◆ **The task**
The records that follow should be retyped word for word.

◆ **Input for this task**

******************************

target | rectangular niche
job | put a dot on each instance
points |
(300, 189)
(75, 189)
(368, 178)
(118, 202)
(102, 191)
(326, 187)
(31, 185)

******************************

◆ **The answer**
target | rectangular niche
job | put a dot on each instance
points |
(300, 189)
(75, 189)
(368, 178)
(118, 202)
(102, 191)
(326, 187)
(31, 185)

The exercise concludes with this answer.